### Activity
Filter the entries for the string "fields". Copy each line that has it.

### Provided material
---
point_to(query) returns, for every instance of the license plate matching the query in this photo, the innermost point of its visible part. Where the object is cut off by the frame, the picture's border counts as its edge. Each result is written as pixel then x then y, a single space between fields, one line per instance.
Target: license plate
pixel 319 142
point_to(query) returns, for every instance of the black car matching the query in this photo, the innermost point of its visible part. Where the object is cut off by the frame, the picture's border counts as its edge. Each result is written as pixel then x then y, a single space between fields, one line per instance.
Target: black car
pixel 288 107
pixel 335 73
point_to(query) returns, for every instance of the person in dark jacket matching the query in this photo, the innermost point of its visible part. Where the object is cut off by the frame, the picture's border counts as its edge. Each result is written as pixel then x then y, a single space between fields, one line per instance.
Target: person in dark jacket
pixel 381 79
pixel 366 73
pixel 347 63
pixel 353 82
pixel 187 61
---
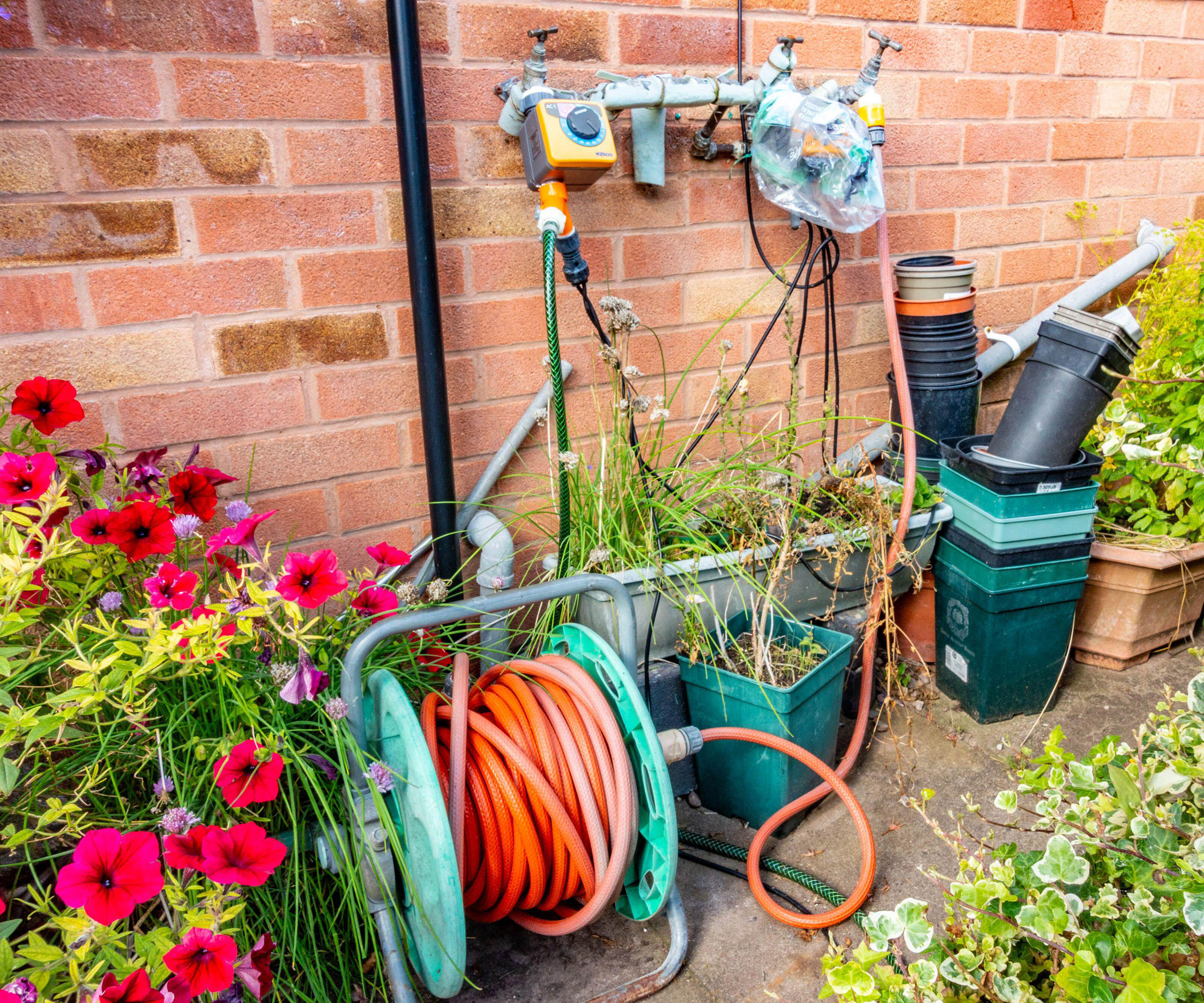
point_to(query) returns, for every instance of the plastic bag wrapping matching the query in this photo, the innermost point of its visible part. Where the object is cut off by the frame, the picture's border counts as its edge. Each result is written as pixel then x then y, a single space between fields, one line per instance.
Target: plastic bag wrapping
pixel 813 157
---
### Output of the task
point_to(query) returns, for every instance of the license plate matching the query in this photo, the innermost point of its visible part. Where the object is cut off by the frame, the picture's border counts as its edge. Each result is written as pixel then x then y, a single space between fields, one line per instance.
point_to(query) returns, for every instance of the black car matching the query in this photo, the innermost point of its visible part. Where the object is cut off by the frame, the picture's border counts as its edge. Each result is written as pixel then x then y, a single space between fields, one line per instance.
point_to(query) returns, for every instance of the person in dark jacket matching the query in this photo, the innermost point of its visible part. Where the object is cut off by the frame, the picture's border counts as its edge. Each result is written as pixel then x then y, a single space between fields, one line per instance.
point_to(query) returns, for every instance of the plastic bag wrapping matching the query in this photo, the innermost point of its visible part. Where the object is cut off by the frame, the picture's border counts as its edge. Each result is written as pixel then x then y, a single space between fields, one line per instance.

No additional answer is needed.